### Problem
Pictures are to be left out; every line from the one with "Find the toyota" through the end of the data must be transcribed exactly.

### The data
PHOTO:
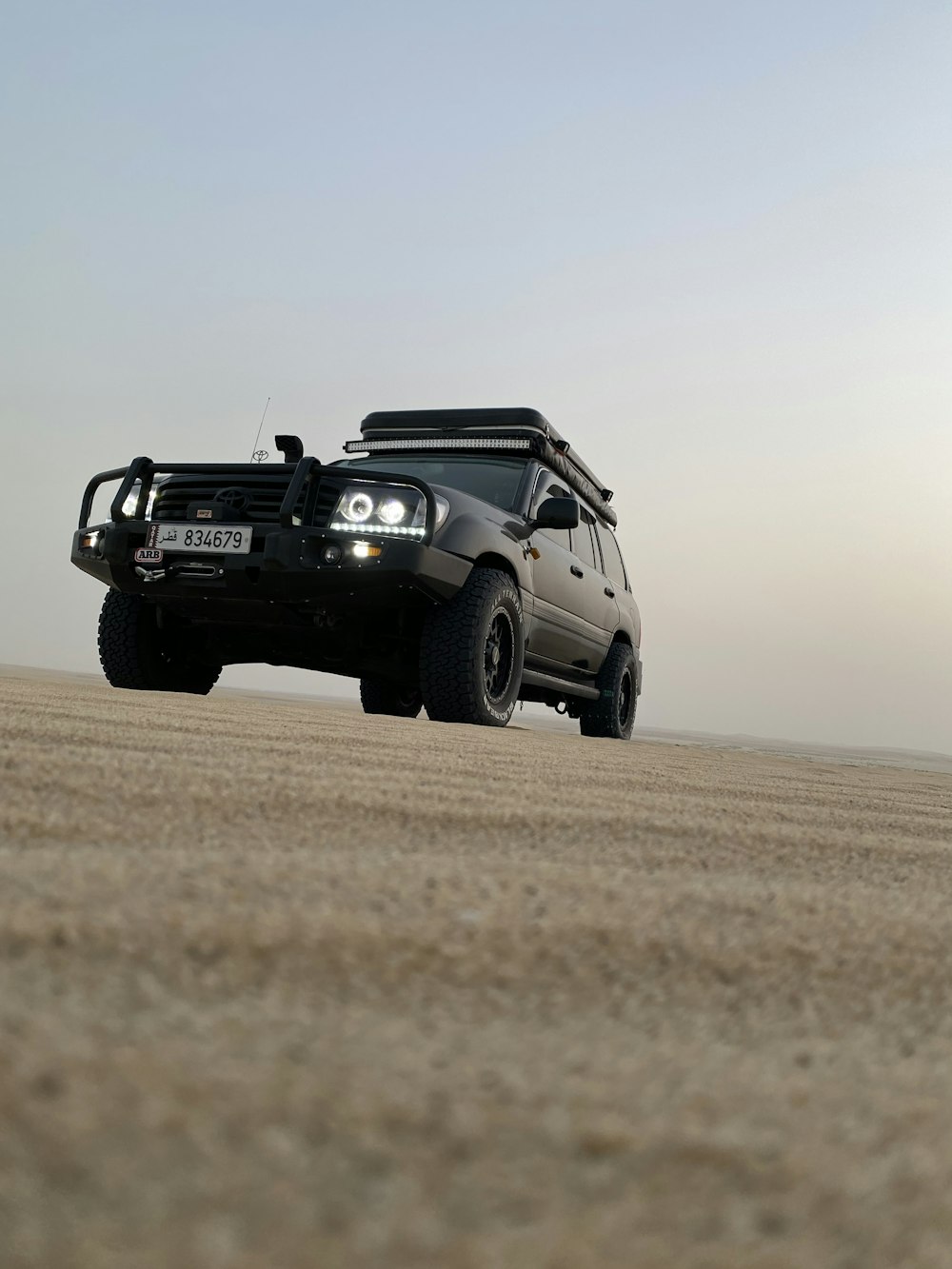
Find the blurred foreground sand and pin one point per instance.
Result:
(286, 986)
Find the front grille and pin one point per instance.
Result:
(257, 499)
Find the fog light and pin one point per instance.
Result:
(365, 551)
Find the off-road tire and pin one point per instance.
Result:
(613, 713)
(381, 697)
(135, 652)
(460, 679)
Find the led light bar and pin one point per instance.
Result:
(353, 446)
(413, 530)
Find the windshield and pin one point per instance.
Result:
(494, 480)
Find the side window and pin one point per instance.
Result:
(615, 568)
(547, 487)
(583, 544)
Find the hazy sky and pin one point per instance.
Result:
(710, 241)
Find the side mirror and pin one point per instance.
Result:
(558, 513)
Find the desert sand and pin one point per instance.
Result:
(286, 986)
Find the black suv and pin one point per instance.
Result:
(466, 560)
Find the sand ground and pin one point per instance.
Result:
(285, 986)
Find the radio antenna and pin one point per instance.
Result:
(258, 456)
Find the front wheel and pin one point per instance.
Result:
(137, 652)
(472, 651)
(613, 713)
(381, 697)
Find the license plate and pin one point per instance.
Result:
(201, 538)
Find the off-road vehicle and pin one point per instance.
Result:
(456, 560)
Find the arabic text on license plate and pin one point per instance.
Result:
(201, 538)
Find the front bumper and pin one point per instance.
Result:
(284, 566)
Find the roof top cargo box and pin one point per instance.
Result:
(487, 426)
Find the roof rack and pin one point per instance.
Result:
(497, 429)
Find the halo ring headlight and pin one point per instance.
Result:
(360, 507)
(391, 510)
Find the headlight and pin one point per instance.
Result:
(398, 510)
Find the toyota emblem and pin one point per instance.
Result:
(235, 499)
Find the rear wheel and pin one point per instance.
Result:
(613, 713)
(381, 697)
(137, 652)
(472, 650)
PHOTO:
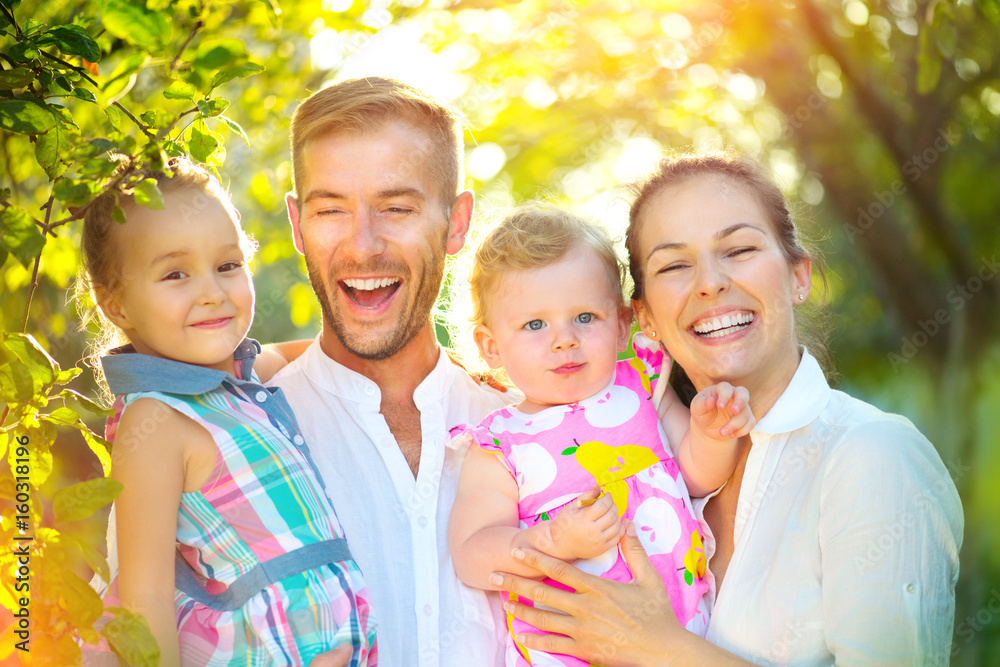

### Completed task
Find the toyota emblem and pin one point per instance.
Result:
(235, 499)
Find the rear wheel and pin one point per instance.
Result:
(613, 713)
(381, 697)
(137, 652)
(472, 650)
PHOTO:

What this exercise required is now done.